◆ STATED PROBLEM
Put the lines of the items below into a numbered list, starting at the line containing "Q: For every instance of the tree" and running through the final line of the items, both ends included. Leave out any blank lines.

BEGIN DATA IN THIS EXERCISE

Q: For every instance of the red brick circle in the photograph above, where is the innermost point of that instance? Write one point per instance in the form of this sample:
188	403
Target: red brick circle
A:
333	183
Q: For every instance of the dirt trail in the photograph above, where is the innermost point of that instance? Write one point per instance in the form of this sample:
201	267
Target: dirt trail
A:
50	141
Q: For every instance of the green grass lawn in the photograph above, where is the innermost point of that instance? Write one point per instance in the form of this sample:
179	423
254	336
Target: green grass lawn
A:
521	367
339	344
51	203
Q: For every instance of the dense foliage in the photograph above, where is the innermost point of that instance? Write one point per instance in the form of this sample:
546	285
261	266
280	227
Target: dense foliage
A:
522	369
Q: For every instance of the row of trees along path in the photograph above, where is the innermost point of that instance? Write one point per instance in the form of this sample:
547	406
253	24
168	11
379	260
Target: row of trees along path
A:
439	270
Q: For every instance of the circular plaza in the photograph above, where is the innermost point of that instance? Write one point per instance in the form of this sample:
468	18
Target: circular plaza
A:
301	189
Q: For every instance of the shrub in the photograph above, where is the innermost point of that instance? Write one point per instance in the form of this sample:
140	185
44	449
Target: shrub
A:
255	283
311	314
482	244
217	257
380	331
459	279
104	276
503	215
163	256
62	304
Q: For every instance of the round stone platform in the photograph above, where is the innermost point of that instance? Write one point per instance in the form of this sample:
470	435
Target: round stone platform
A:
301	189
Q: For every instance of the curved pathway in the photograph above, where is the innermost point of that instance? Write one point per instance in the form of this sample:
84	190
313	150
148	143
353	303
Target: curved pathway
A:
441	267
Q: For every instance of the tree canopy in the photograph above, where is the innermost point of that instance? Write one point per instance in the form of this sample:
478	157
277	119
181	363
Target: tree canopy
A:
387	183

END DATA IN THIS EXERCISE

◆ SOLUTION
1. Q: For every instance of the tree canopy in the photograph above, where is the innermost point of that instance? Write one point per instance in the form of this sample:
2. 478	157
3. 277	119
4. 181	363
5. Target: tree canopy
6. A:
7. 387	183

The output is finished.